Put all the data below into a Markdown table with two columns, Number and Line. Give each line its own numbered row, in order, and skip any blank lines.

Task input -
· · · ·

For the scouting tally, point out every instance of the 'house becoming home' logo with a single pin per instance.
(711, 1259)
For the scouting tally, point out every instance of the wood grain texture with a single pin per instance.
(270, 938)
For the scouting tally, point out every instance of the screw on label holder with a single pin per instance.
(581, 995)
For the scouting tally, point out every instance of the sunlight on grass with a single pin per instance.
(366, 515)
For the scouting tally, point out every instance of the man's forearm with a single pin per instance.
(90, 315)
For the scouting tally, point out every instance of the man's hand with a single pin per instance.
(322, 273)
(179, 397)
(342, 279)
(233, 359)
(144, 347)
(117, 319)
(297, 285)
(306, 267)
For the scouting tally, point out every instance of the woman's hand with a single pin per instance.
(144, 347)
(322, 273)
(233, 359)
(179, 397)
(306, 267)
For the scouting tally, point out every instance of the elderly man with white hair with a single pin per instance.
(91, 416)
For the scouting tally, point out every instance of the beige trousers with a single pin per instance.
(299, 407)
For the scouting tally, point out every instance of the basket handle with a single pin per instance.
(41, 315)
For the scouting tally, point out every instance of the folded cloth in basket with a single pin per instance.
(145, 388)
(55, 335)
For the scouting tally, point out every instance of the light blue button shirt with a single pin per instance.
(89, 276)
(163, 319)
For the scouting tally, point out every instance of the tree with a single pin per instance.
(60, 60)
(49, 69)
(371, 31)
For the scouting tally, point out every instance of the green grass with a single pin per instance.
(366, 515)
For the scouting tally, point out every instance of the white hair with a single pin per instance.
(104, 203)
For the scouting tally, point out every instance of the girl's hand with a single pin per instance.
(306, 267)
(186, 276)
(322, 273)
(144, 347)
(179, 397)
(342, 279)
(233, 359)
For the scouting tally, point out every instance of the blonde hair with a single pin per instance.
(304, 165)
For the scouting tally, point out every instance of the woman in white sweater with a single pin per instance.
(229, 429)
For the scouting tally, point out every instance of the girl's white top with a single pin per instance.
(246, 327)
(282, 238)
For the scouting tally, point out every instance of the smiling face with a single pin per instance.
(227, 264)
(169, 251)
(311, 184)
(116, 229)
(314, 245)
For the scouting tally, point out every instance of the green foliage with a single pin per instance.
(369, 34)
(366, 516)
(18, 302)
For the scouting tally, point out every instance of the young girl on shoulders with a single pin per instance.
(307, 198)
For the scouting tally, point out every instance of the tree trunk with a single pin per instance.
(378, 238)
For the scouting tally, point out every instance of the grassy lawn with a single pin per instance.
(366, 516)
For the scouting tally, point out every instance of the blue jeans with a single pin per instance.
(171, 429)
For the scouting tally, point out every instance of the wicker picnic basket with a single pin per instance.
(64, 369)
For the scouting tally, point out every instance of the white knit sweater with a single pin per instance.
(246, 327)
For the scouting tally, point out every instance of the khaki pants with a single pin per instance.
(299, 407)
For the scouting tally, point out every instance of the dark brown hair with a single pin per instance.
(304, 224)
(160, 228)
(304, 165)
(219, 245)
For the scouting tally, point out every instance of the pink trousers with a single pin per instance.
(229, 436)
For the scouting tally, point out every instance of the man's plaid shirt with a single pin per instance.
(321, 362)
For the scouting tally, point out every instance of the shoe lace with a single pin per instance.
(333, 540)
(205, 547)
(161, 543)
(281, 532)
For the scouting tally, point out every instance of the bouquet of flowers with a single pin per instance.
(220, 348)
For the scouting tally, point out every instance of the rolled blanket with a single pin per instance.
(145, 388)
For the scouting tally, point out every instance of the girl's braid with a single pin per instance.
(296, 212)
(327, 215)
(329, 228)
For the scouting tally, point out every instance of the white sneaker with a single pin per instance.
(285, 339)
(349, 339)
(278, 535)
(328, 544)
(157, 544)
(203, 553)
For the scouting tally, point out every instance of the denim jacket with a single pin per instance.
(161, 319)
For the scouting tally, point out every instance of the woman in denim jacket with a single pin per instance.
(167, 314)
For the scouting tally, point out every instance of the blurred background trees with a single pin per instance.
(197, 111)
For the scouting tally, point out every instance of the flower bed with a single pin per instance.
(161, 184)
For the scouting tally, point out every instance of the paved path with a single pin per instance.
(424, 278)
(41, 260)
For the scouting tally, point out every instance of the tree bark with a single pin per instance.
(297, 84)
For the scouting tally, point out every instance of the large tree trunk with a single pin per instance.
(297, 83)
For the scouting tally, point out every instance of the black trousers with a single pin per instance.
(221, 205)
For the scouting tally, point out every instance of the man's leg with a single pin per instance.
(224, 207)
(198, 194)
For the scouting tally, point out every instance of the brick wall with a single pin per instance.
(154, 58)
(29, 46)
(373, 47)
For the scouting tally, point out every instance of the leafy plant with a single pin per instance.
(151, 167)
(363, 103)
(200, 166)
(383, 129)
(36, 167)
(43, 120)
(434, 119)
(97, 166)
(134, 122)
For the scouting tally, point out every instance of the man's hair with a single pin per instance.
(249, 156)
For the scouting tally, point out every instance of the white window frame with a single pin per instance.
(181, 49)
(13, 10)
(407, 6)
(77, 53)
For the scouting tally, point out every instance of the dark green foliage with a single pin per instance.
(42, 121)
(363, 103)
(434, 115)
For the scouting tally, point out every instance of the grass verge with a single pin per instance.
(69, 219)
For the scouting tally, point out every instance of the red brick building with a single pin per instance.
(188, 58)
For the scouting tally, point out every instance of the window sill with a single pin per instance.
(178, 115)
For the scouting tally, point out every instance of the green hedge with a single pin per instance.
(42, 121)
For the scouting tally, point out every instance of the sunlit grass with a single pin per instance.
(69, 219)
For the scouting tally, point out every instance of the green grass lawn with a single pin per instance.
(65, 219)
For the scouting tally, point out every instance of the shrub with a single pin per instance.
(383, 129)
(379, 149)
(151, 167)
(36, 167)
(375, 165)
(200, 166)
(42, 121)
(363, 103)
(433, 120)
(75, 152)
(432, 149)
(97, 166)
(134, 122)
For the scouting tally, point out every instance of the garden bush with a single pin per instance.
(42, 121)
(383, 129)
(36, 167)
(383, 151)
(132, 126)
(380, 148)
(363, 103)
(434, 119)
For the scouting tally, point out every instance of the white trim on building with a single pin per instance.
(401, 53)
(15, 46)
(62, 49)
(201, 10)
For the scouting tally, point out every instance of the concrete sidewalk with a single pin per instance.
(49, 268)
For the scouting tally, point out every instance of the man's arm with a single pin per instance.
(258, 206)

· · · ·

Right answer -
| Number | Line |
|---|---|
| 1 | For the scouting tally, point out every instance of the 'house becoming home' logo with a single pin per instance. |
| 2 | (711, 1259) |
| 3 | For the scouting tally, point out every instance of the wood grain texture with a single pin per instance. |
| 4 | (270, 938) |
| 5 | For the scouting tally, point out every instance of the screw on label holder with a single pin per instance. |
| 6 | (581, 995) |
| 7 | For the scouting tally, point out every instance of the sunlight on grass with a single pin per instance. |
| 8 | (366, 515) |
| 9 | For the scouting tally, point out every instance of the man's forearm with a single pin per instance. |
| 10 | (90, 315) |
| 11 | For the scouting tally, point out every instance of the man's hand with a single pin per instance. |
| 12 | (322, 273) |
| 13 | (179, 397) |
| 14 | (342, 279) |
| 15 | (233, 359) |
| 16 | (144, 347) |
| 17 | (117, 319) |
| 18 | (297, 285) |
| 19 | (306, 267) |
| 20 | For the scouting tally, point out every instance of the woman's hand with a single pin per instance. |
| 21 | (144, 347) |
| 22 | (322, 273) |
| 23 | (233, 359) |
| 24 | (179, 397) |
| 25 | (306, 267) |
| 26 | For the scouting tally, point out every instance of the elderly man with white hair with a single pin per instance. |
| 27 | (91, 416) |
| 28 | For the scouting tally, point out every instance of the beige trousers with a single pin per instance. |
| 29 | (299, 407) |
| 30 | For the scouting tally, point out every instance of the basket handle with a single pin per instance. |
| 31 | (41, 315) |
| 32 | For the scouting tally, point out every instance of the folded cloth in basket with a single pin per instance. |
| 33 | (145, 388) |
| 34 | (55, 335) |
| 35 | For the scouting tally, point out every instance of the light blue button shirt with a single pin per instance. |
| 36 | (89, 276) |
| 37 | (163, 319) |
| 38 | For the scouting tally, point out every instance of the tree with a single pin per instance. |
| 39 | (60, 60) |
| 40 | (49, 69) |
| 41 | (371, 31) |
| 42 | For the scouting tally, point out every instance of the green grass with a single pin per instance. |
| 43 | (366, 515) |
| 44 | For the scouting tally, point out every instance of the white hair with a single pin per instance. |
| 45 | (104, 203) |
| 46 | For the scouting tally, point out every instance of the girl's hand with a single pin per instance. |
| 47 | (306, 267) |
| 48 | (186, 276) |
| 49 | (322, 273) |
| 50 | (144, 347) |
| 51 | (179, 397) |
| 52 | (342, 279) |
| 53 | (233, 359) |
| 54 | For the scouting tally, point out every instance of the blonde hair with a single pin per instance. |
| 55 | (304, 165) |
| 56 | For the scouting tally, point out every instance of the woman in white sweater with a single pin per instance. |
| 57 | (229, 429) |
| 58 | For the scouting tally, point out every instance of the girl's white top with a single pin per instance. |
| 59 | (246, 327) |
| 60 | (282, 238) |
| 61 | For the scouting tally, point out every instance of the smiling face with a single pin per instance. |
| 62 | (227, 264) |
| 63 | (169, 251) |
| 64 | (311, 184) |
| 65 | (116, 229) |
| 66 | (314, 245) |
| 67 | For the scouting tally, point out every instance of the green foliage with a single pin per instance. |
| 68 | (369, 34) |
| 69 | (366, 516) |
| 70 | (18, 302) |
| 71 | For the scouting tally, point out every instance of the young girl on shoulders with a single pin per instance. |
| 72 | (307, 198) |
| 73 | For the scouting tally, point out every instance of the tree trunk with a single pin per instance. |
| 74 | (378, 238) |
| 75 | For the scouting tally, point out every instance of the grassy lawn with a single pin per instance. |
| 76 | (366, 516) |
| 77 | For the scouting tally, point out every instance of the blue jeans with a single pin per instance. |
| 78 | (171, 429) |
| 79 | For the scouting tally, point out every instance of the wicker picnic basket with a single pin per instance. |
| 80 | (64, 369) |
| 81 | For the scouting tally, point out every instance of the white knit sweater with a single pin per instance. |
| 82 | (246, 327) |
| 83 | For the scouting tally, point out every instance of the khaki pants with a single pin per instance. |
| 84 | (299, 407) |
| 85 | For the scouting tally, point out every instance of the dark brown hair with a single pin per instance. |
| 86 | (304, 224) |
| 87 | (160, 228) |
| 88 | (304, 165) |
| 89 | (219, 245) |
| 90 | For the scouting tally, point out every instance of the pink trousers with a single pin per instance. |
| 91 | (229, 436) |
| 92 | For the scouting tally, point out every instance of the man's plaid shirt with a single pin per instance. |
| 93 | (321, 362) |
| 94 | For the scouting tally, point out every instance of the shoe lace with a single pin per instance. |
| 95 | (333, 540) |
| 96 | (205, 547) |
| 97 | (161, 543) |
| 98 | (281, 532) |
| 99 | For the scouting tally, point out every instance of the bouquet of flowers with a single pin per instance. |
| 100 | (220, 348) |
| 101 | For the scouting tally, point out every instance of the rolled blanket with a single pin per instance. |
| 102 | (145, 388) |
| 103 | For the scouting tally, point out every instance of the girl's braid with a single pin per instance. |
| 104 | (296, 212) |
| 105 | (327, 215) |
| 106 | (329, 228) |
| 107 | For the scouting tally, point out every instance of the white sneaker with a single pin per instance. |
| 108 | (285, 339) |
| 109 | (349, 339) |
| 110 | (278, 535) |
| 111 | (328, 544) |
| 112 | (157, 544) |
| 113 | (203, 553) |
| 114 | For the scouting tally, point out every instance of the denim jacket with a single pin per instance. |
| 115 | (161, 319) |
| 116 | For the scouting tally, point out every instance of the woman in denim jacket with a single pin per instance. |
| 117 | (167, 314) |
| 118 | For the scouting tally, point out every instance of the blurred background trees with a single pin per instance. |
| 119 | (197, 111) |
| 120 | For the scouting tally, point out every instance of the flower bed with a single pin per instance. |
| 121 | (161, 184) |
| 122 | For the scouting tally, point out every instance of the paved path with a single pin per instance. |
| 123 | (424, 278) |
| 124 | (41, 260) |
| 125 | For the scouting tally, point out every instance of the tree bark with a single pin per instance. |
| 126 | (297, 84) |
| 127 | For the scouting tally, point out every instance of the large tree trunk with a single pin per instance. |
| 128 | (297, 83) |
| 129 | For the scouting tally, point out every instance of the black trousers with a single pin per instance. |
| 130 | (221, 205) |
| 131 | For the scouting tally, point out every instance of the man's leg with a single pin per instance. |
| 132 | (224, 207) |
| 133 | (198, 194) |
| 134 | For the scouting tally, point out every instance of the brick wall with a single pin per instance. |
| 135 | (154, 58) |
| 136 | (29, 46) |
| 137 | (373, 47) |
| 138 | For the scouting tally, point out every instance of the leafy plant with a single pin per instance. |
| 139 | (151, 167) |
| 140 | (363, 103) |
| 141 | (200, 166) |
| 142 | (383, 129) |
| 143 | (36, 167) |
| 144 | (43, 120) |
| 145 | (434, 119) |
| 146 | (97, 166) |
| 147 | (134, 122) |
| 148 | For the scouting tally, point out every instance of the man's hair with a single pin per instance. |
| 149 | (249, 156) |
| 150 | For the scouting tally, point out every instance of the white window frame with a single pin per instance. |
| 151 | (181, 49) |
| 152 | (13, 10) |
| 153 | (407, 6) |
| 154 | (77, 53) |
| 155 | For the scouting tally, point out every instance of the dark green foliage with a single pin per instance. |
| 156 | (42, 121) |
| 157 | (363, 103) |
| 158 | (434, 115) |
| 159 | For the scouting tally, point out every instance of the grass verge with a single pin per instance. |
| 160 | (69, 219) |
| 161 | For the scouting tally, point out every instance of the red brick building with a single pin per instance. |
| 162 | (188, 58) |
| 163 | For the scouting tally, point out every instance of the window sill with a single pin per instance. |
| 164 | (178, 115) |
| 165 | For the scouting tally, point out every instance of the green hedge with a single pin per instance. |
| 166 | (42, 121) |
| 167 | For the scouting tally, point out every instance of the sunlit grass with a single pin per instance. |
| 168 | (69, 219) |
| 169 | For the scouting tally, point out every instance of the green grass lawn with a single pin per instance. |
| 170 | (65, 219) |
| 171 | For the scouting tally, point out every instance of the shrub with a single pin per instance. |
| 172 | (383, 129) |
| 173 | (379, 149) |
| 174 | (151, 167) |
| 175 | (36, 167) |
| 176 | (375, 165) |
| 177 | (200, 166) |
| 178 | (42, 121) |
| 179 | (363, 103) |
| 180 | (433, 120) |
| 181 | (75, 152) |
| 182 | (432, 149) |
| 183 | (97, 166) |
| 184 | (134, 122) |
| 185 | For the scouting tally, point out every instance of the garden bush with a single pin per instance. |
| 186 | (42, 121) |
| 187 | (383, 129) |
| 188 | (36, 167) |
| 189 | (383, 151) |
| 190 | (132, 126) |
| 191 | (380, 148) |
| 192 | (363, 103) |
| 193 | (434, 119) |
| 194 | For the scouting tally, point out every instance of the white trim on building with a single pin per instance. |
| 195 | (401, 53) |
| 196 | (15, 46) |
| 197 | (62, 49) |
| 198 | (201, 10) |
| 199 | For the scouting tally, point out every instance of the concrete sidewalk with a single pin per instance. |
| 200 | (49, 268) |
| 201 | For the scouting tally, point out every instance of the man's arm with a single pin per instance. |
| 202 | (258, 206) |